Vale ressaltar que toda licitação é passível de anulação, a qualquer tempo de acordo com o art. 49 da Lei 8.666/93, alem de também poder ser revogada, ou seja, invalidada por motivo do interesse público, devendo a revogação ser justificada. A anulação e a revogação devem obedecer ao princípio do devido processo legal, concedendo aos interessados o direito ao contraditório e a ampla defesa.

3 O PRINCÍPIO DA TRANSPARÊNCIA NO PROCESSO DE LICITAÇÃO

 

Há certo consenso na doutrina de que a publicidade é na verdade, um subprincípio da Transparência Administrativa, inerente a Estados Democráticos de Direito, tal como o criado na Constituição da República de 1988. Neste sentido Wallace Paiva Martins Junior (2004, p. 20, 21 e 33) expressa que “a ampla e efetiva publicidade da atuação administrativa, a motivação de seus atos e a participação do administrativo na condução dos negócios  públicos  são  subprincípios  (e instrumentos) do princípio da transparência”.

As vantagens da transparência administrativa são indicadas ainda pelo autor:

“É a partir da transparência administrativa que se propicia o desenvolvimento de linhas de atuação administrativa contando com a participação do administrado – não apenas espectador passivo ou destinatário e fiscal da conduta, senão agente colaborador na tomada de decisões administrativas – para realce do caráter público da gestão administrativa de diálogo aberto, de feição contraditória, de consenso (...). Num modelo de Estado em que a intervenção estatal é crescente, a opacidade administrativa compromete a eficiência e a moralidade de suas decisões. (...) Quando se arrolam entre os contemporâneos meios de atuação da transparência institutos participativos (v.g., as audiências e consultas públicas), a participação decorre e é proporcionada pela transparência administrativa, com a finalidade de, a partir do conhecimento (informação) viabilizado pela publicidade, possibilitar uma atuação mais ativa do administrado. A transparência, para além da publicidade, só prevalece com ampla participação do povo no governo.”

EXTRATO DE DADOS:
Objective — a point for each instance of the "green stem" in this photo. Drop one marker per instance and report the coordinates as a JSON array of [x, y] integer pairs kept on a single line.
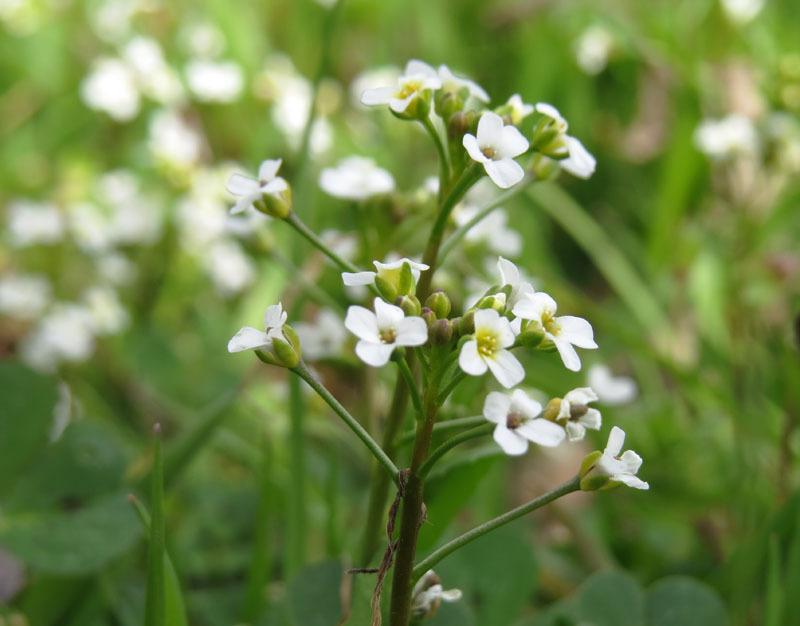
[[451, 443], [573, 484], [461, 231], [462, 185], [461, 422], [411, 383], [444, 166], [303, 372]]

OBJETIVO DO EXERCÍCIO: Transcreva do trecho sobre transparência nas licitações tudo o que vai de "Vale ressaltar que" até "a ampla defesa.".

RESULTADO ABAIXO:
Vale ressaltar que toda licitação é passível de anulação, a qualquer tempo de acordo com o art. 49 da Lei 8.666/93, alem de também poder ser revogada, ou seja, invalidada por motivo do interesse público, devendo a revogação ser justificada. A anulação e a revogação devem obedecer ao princípio do devido processo legal, concedendo aos interessados o direito ao contraditório e a ampla defesa.